--- start of DATASET ENTRIES ---
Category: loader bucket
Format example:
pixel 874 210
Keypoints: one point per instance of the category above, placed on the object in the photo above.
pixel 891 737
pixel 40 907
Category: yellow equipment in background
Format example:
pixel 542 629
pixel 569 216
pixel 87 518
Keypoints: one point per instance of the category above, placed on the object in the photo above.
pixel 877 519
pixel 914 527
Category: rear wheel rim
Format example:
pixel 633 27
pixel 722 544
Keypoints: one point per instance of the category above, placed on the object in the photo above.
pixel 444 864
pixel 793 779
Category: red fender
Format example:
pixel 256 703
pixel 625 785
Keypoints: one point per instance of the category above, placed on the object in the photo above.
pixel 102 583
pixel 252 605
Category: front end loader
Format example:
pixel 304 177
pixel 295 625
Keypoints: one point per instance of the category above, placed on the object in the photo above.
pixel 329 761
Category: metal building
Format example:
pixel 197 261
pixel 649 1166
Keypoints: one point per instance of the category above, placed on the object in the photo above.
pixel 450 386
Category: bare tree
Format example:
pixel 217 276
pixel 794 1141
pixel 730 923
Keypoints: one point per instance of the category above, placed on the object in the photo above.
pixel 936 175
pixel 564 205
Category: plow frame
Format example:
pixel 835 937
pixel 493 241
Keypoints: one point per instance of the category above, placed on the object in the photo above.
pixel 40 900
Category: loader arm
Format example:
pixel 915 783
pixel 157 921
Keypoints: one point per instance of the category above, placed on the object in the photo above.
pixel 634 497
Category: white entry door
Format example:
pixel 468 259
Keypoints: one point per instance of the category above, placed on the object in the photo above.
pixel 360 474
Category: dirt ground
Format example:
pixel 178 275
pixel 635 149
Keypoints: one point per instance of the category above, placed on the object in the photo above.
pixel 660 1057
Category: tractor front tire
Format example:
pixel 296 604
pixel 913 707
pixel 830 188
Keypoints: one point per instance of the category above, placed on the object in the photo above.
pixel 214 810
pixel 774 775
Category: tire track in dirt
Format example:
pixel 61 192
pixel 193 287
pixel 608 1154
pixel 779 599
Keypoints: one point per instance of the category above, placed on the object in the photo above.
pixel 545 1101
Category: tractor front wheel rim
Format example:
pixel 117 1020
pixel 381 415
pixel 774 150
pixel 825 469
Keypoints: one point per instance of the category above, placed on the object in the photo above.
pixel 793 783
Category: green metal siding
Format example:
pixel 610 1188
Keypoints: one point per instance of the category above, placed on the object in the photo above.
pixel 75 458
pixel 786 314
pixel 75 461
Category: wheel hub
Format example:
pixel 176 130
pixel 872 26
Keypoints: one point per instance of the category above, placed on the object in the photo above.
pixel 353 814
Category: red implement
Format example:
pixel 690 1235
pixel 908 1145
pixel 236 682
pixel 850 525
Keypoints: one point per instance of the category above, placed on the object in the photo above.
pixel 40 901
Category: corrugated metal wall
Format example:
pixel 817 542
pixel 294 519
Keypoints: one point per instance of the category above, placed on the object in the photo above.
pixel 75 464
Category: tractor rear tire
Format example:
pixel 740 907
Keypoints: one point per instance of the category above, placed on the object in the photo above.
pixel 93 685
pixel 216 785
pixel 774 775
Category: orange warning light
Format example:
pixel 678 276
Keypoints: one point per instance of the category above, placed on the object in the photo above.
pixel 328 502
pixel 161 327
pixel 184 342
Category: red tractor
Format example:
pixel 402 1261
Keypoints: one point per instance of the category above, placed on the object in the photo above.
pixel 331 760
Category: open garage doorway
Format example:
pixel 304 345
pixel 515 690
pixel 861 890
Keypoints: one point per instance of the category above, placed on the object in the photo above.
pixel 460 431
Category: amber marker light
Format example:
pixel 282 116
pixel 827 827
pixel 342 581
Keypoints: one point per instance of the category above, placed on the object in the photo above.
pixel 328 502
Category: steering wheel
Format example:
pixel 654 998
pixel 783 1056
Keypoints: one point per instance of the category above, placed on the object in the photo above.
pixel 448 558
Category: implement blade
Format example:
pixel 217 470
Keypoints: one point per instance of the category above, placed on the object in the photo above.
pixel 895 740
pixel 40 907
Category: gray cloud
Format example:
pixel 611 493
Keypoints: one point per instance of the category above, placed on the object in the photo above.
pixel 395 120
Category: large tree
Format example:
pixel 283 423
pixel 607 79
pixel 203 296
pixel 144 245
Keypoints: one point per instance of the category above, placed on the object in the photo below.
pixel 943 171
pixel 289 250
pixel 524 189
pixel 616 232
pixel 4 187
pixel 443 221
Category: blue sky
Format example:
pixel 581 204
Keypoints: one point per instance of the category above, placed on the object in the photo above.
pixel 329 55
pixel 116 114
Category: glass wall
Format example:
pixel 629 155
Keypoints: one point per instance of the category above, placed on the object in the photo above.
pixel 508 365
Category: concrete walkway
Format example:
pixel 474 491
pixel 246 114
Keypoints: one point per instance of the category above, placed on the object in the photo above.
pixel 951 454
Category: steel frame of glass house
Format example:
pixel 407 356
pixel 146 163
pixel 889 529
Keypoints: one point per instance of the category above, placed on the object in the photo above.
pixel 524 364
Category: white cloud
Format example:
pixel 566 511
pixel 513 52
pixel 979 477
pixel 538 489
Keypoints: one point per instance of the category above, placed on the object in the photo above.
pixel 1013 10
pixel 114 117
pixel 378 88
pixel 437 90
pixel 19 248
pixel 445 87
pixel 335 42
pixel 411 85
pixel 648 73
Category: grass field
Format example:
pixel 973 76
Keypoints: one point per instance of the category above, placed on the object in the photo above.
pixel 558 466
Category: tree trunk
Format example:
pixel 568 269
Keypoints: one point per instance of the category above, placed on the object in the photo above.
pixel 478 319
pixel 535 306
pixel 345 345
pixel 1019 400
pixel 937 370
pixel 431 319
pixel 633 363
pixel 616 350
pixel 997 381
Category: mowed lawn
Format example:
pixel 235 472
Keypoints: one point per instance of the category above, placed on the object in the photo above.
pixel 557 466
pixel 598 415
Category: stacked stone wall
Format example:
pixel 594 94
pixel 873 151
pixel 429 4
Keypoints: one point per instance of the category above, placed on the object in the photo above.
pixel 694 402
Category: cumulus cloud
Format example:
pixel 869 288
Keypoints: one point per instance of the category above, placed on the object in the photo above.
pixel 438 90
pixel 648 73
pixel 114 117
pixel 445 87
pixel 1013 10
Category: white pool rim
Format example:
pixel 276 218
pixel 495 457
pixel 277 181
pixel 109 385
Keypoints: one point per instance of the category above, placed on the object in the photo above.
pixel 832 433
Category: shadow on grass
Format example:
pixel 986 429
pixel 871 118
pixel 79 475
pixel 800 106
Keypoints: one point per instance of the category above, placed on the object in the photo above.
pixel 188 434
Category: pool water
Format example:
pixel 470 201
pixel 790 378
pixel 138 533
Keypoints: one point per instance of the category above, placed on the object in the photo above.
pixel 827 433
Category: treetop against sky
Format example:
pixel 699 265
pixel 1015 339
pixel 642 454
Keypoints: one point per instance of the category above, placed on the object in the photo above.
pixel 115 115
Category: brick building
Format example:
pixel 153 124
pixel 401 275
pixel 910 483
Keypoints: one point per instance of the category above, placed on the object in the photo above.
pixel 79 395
--- end of DATASET ENTRIES ---
--- start of DATASET ENTRIES ---
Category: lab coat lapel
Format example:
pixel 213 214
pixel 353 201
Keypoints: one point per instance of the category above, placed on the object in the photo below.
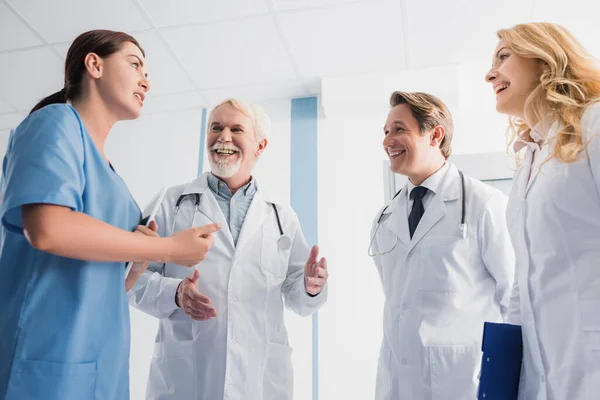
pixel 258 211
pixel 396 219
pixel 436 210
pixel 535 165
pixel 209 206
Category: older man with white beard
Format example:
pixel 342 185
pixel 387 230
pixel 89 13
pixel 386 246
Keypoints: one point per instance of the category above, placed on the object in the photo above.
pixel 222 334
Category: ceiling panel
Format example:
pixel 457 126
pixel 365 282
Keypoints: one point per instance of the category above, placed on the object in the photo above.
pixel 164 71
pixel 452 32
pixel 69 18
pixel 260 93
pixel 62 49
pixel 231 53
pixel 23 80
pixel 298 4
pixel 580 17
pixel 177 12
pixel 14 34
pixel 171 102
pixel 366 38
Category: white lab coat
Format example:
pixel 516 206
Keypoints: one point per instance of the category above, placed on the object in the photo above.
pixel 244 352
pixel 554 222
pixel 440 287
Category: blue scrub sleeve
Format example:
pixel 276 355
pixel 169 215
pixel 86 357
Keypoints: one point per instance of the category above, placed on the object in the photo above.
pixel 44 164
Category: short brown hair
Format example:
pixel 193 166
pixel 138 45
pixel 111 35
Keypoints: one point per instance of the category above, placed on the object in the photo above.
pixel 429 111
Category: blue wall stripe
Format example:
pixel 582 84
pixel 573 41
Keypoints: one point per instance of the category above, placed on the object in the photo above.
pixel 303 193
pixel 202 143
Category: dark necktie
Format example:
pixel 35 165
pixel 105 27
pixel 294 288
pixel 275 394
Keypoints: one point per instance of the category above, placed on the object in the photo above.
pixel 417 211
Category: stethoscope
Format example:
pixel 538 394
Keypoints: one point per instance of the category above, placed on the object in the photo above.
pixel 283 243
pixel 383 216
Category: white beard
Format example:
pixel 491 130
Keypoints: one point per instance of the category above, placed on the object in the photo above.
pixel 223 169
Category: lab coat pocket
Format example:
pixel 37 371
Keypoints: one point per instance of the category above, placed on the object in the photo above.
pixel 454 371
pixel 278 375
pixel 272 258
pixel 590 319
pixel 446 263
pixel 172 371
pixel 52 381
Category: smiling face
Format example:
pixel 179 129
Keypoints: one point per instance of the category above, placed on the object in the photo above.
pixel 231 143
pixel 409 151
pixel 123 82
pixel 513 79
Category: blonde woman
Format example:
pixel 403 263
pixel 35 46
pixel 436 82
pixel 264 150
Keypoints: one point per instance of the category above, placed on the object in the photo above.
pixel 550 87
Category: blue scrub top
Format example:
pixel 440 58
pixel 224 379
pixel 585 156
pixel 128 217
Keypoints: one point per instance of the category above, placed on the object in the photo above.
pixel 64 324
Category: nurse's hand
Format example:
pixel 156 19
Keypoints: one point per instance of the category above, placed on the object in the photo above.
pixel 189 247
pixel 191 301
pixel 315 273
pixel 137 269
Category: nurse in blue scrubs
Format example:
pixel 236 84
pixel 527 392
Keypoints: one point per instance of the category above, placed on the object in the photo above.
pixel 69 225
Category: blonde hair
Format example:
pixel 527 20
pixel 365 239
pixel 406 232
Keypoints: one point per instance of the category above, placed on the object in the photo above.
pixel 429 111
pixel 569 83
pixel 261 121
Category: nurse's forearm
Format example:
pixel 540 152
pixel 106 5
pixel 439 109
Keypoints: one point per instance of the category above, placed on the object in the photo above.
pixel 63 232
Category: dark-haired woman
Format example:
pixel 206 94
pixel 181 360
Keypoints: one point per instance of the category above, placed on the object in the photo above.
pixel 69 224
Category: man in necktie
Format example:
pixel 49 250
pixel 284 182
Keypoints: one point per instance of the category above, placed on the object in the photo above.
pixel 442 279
--- end of DATASET ENTRIES ---
• _EXERCISE DESCRIPTION_
Reproduce the records above verbatim, beginning at the line that contains "Category: loader bucket" and ending after the line that contains "pixel 914 527". Include both of those lines.

• _EXERCISE OUTPUT_
Category: loader bucket
Format example:
pixel 874 210
Keypoints: one point per instance of the category above, placed on the object in the photo above.
pixel 891 737
pixel 40 907
Category: yellow equipment in background
Format example:
pixel 542 629
pixel 569 216
pixel 87 518
Keypoints: one point per instance of the category above, placed on the object in the photo above.
pixel 877 519
pixel 914 527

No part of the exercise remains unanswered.